■ TASK TO CARRY OUT ■
Please copy out all the data. Every detail stays the same.

■ TASK MATERIAL ■
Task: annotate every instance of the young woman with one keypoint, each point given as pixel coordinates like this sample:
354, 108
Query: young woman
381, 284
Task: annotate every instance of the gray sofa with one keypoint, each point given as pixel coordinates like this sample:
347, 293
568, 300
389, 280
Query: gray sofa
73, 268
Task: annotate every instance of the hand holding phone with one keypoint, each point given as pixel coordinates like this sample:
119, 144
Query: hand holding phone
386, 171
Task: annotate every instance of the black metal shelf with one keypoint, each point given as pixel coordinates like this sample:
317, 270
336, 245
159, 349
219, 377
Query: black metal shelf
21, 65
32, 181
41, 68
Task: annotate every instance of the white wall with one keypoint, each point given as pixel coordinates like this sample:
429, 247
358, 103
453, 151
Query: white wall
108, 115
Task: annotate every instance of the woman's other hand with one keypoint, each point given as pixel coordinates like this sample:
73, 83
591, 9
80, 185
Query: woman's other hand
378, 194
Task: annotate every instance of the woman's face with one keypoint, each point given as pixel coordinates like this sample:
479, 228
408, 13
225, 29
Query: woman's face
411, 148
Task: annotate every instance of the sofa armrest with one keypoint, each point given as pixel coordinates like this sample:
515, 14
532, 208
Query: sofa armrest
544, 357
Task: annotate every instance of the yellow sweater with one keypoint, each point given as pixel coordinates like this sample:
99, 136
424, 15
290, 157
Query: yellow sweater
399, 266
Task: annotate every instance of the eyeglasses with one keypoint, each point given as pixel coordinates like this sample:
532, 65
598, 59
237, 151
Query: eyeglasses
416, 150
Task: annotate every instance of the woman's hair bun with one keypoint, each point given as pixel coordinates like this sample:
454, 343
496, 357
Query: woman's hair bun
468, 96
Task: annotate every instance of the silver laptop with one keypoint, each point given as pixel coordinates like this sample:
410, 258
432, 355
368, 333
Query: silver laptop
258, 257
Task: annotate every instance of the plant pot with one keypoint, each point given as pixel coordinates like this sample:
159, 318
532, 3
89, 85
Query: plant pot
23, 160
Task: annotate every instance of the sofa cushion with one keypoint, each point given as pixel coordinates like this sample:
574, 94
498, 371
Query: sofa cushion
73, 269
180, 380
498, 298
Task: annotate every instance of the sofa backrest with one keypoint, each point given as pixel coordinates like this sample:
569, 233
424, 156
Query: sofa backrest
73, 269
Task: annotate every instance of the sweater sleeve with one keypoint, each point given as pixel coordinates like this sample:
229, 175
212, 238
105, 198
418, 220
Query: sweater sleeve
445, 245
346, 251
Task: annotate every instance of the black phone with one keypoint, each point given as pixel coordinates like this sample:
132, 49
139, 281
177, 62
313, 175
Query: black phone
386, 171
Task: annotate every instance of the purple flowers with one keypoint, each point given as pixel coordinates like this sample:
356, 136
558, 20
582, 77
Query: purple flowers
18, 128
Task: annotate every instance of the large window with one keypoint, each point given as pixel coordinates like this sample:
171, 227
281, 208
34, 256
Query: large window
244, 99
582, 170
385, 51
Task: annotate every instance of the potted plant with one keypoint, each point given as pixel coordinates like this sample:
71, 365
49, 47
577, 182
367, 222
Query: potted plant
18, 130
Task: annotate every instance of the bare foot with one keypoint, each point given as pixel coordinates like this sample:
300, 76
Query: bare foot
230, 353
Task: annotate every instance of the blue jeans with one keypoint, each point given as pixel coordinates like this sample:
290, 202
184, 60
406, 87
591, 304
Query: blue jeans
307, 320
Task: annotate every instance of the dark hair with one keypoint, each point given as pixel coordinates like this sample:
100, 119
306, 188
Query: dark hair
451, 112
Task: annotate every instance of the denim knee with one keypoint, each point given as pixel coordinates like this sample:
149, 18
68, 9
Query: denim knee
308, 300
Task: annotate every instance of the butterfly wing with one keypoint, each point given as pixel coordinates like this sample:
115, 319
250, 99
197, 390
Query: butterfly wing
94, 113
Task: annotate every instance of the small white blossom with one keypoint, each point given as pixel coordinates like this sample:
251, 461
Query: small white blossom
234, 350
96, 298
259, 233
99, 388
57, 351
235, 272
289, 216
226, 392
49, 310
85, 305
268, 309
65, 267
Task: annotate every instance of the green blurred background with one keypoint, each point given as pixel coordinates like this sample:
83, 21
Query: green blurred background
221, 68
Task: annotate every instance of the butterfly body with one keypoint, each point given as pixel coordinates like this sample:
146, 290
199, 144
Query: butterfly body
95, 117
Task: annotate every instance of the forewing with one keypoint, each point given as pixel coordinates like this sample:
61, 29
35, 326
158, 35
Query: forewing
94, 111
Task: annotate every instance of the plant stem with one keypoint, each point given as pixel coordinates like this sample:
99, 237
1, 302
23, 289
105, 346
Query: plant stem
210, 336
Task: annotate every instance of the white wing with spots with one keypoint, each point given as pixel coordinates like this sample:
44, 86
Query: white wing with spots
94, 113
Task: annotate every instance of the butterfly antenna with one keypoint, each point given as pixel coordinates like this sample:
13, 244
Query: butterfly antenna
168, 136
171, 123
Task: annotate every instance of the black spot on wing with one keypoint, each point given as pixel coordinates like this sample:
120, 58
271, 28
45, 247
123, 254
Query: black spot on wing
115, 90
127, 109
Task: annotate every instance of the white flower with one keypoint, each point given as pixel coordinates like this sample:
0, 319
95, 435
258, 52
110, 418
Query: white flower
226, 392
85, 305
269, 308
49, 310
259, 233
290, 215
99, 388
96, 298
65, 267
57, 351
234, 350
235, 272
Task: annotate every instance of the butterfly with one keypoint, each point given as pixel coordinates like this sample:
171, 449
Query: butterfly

■ REPLY ■
Task: annotate every instance of the young woman with one keypoint, each point given as pixel coordinates like this sample:
354, 108
Query: young woman
381, 284
Task: annotate every instance of the gray sofa with one keypoint, each point given as pixel coordinates like this sample:
347, 293
568, 300
389, 280
Query: gray sofa
73, 268
Task: annotate every instance of the hand holding phone with one keypoint, each point given as pixel coordinates like this sample:
119, 144
Query: hand holding phone
386, 171
Task: annotate every instance of the black metal shelf with one keypoint, each point given as pixel coordinates like this sample:
317, 270
336, 245
159, 349
219, 377
Query: black metal shelf
21, 65
32, 181
41, 68
Task: annotate every instance of the white wall with one keypoint, each point given as pixel coordinates like this sample:
429, 247
358, 103
453, 151
Query: white wall
108, 115
Task: annotate every instance of the woman's other hand with one keypoint, each point given as pixel coordinates like this sample:
73, 83
591, 9
80, 185
Query: woman's other hand
378, 194
Task: annotate every instance of the woman's face with one keypoint, each point given as pixel coordinates like this sample:
479, 228
408, 13
225, 29
Query: woman's face
411, 148
Task: annotate every instance of the sofa armrest with one keypoint, each point given as pixel coordinates like this sample:
515, 14
532, 208
Query: sofa armrest
544, 357
Task: annotate every instance of the yellow sweater with one keypoint, each point given as pixel coordinates like this sample:
99, 136
424, 15
290, 157
Query: yellow sweater
399, 266
Task: annotate every instance of the eyeglasses with one keypoint, each point given as pixel coordinates like this sample:
532, 65
598, 59
237, 151
Query: eyeglasses
416, 150
Task: annotate every instance of the woman's hair bun with one keypoint, each point given as pixel coordinates like this sample:
454, 343
496, 357
Query: woman's hair bun
468, 96
Task: annotate every instance of the silver laptop with one keypoint, each point given as pixel coordinates like this sample:
410, 258
432, 355
368, 333
Query: silver laptop
258, 257
Task: annotate every instance of the plant pot with one keypoint, each point given as pixel coordinates like this sample:
159, 318
532, 3
89, 85
Query: plant pot
23, 160
Task: annotate every instance of the sofa cushion with one keypoint, each point given as pixel coordinates like this sample:
574, 94
498, 371
Query: sofa cushion
73, 269
180, 380
498, 298
Task: annotate every instance of the sofa backrest with one keypoint, each point given as pixel coordinates like this sample:
569, 233
424, 156
Query: sofa backrest
73, 269
Task: annotate every instance of the sweater sleeve with one keypoint, each point given as pixel coordinates like this sample:
229, 175
212, 238
105, 198
418, 220
Query: sweater sleeve
445, 245
346, 251
Task: annotate every instance of the black phone with one keypoint, each point given as pixel coordinates like this sample:
132, 49
139, 281
177, 62
313, 175
Query: black phone
386, 171
Task: annotate every instance of the purple flowers with one keypoint, each point given as pixel coordinates like this sample:
356, 136
558, 20
582, 77
Query: purple flowers
18, 128
Task: annotate every instance of the large window with one keypoint, each point given as pixel coordinates like this sample:
171, 227
281, 208
34, 256
Query: large window
244, 99
582, 170
385, 51
Task: annotate every instance of the potted plant with one keypoint, each point given as pixel coordinates like this sample:
71, 365
49, 47
577, 182
367, 222
Query: potted plant
18, 130
Task: annotate every instance of the bare foot with one keypoint, each point given as pixel coordinates like this sample:
300, 76
Query: bare foot
230, 353
Task: annotate every instance of the blue jeans with one keypoint, each point given as pixel coordinates like this sample:
290, 202
184, 60
406, 87
591, 304
Query: blue jeans
307, 320
Task: annotate every instance of the dark hair with one keypoint, each point given as pixel coordinates like this sample:
100, 119
306, 188
Query: dark hair
451, 112
Task: annotate every instance of the denim knee with one keypoint, each point given as pixel coordinates like this sample:
149, 18
68, 9
Query: denim knee
308, 300
Task: annotate every instance of the butterfly wing with one keypoint, each point given as pixel coordinates like this sample:
115, 319
250, 99
197, 390
Query: butterfly wing
94, 113
Task: annotate every instance of the small white blossom with one keypoint, each point given as pixel coordinates like this sample:
251, 461
Query: small white blossom
234, 350
96, 298
259, 233
99, 388
57, 351
235, 272
289, 216
226, 392
49, 310
85, 305
268, 309
65, 267
Task: annotate every instance of the green blurred background with one keypoint, each point given as pixel coordinates like this sample:
83, 21
Query: green blurred background
221, 68
Task: annotate every instance of the butterfly body with one keypoint, each point given as pixel coordinates like this sample:
146, 290
199, 144
Query: butterfly body
95, 117
Task: annotate every instance of the forewing with one keypoint, each point given as pixel coordinates like this sample:
61, 29
35, 326
158, 35
Query: forewing
94, 111
Task: annotate every instance of the plant stem with one keypoint, each point given as pixel coordinates like this sample:
99, 237
1, 302
23, 289
105, 346
Query: plant stem
210, 336
Task: annotate every instance of the white wing with spots with one keypoint, each point given as pixel coordinates like this sample:
44, 86
Query: white wing with spots
94, 113
Task: annotate every instance of the butterfly antenna with one keypoint, each point given as pixel coordinates like this sample:
13, 244
Query: butterfly antenna
168, 136
171, 123
Task: annotate every instance of the black spot on wing with one keypoint, each point given as pixel coordinates like this sample:
120, 58
271, 28
45, 247
123, 254
Query: black spot on wing
115, 90
127, 109
Task: annotate every instance of the white flower with one keypoint, each point given as pixel coordinates like this sample:
0, 319
95, 435
258, 52
110, 418
Query: white flower
226, 392
85, 305
269, 308
49, 310
259, 233
290, 215
99, 388
96, 298
65, 267
57, 351
234, 350
235, 272
Task: annotate every instance of the butterfly with one keypoint, each point given as pixel coordinates like this sample:
171, 449
Query: butterfly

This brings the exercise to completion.